→ ABOUT THIS TASK:
Extract exactly and only the lines from the one containing "--target=dry grass" through the end of the entries below. Pictures should not appear in the copy.

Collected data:
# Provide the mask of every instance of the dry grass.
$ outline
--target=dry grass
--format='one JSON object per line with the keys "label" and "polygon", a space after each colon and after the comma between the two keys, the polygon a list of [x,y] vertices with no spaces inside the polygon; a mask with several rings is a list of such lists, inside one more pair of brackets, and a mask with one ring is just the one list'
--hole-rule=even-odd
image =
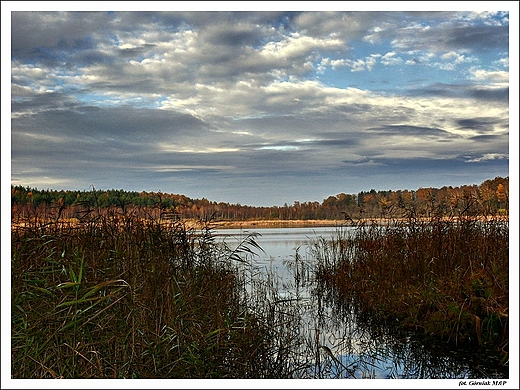
{"label": "dry grass", "polygon": [[315,241],[314,252],[323,288],[373,324],[478,344],[507,362],[507,221],[360,223],[352,235]]}
{"label": "dry grass", "polygon": [[132,217],[13,228],[12,377],[269,377],[234,265],[255,249]]}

→ REPLY:
--target=dry grass
--format='one JSON object per line with the keys "label" and "polygon", a space after each colon and after the comma between the two keys, the polygon a list of [x,y] vertices with no spaces inside the polygon; a mask with several rings is a list of such lists, inside one more pair of brackets, and a mask with one ring is just the one list'
--hole-rule=even-odd
image =
{"label": "dry grass", "polygon": [[315,241],[314,252],[323,288],[373,324],[478,344],[507,362],[507,221],[360,223],[352,235]]}
{"label": "dry grass", "polygon": [[132,217],[13,228],[12,377],[269,377],[234,265],[255,249]]}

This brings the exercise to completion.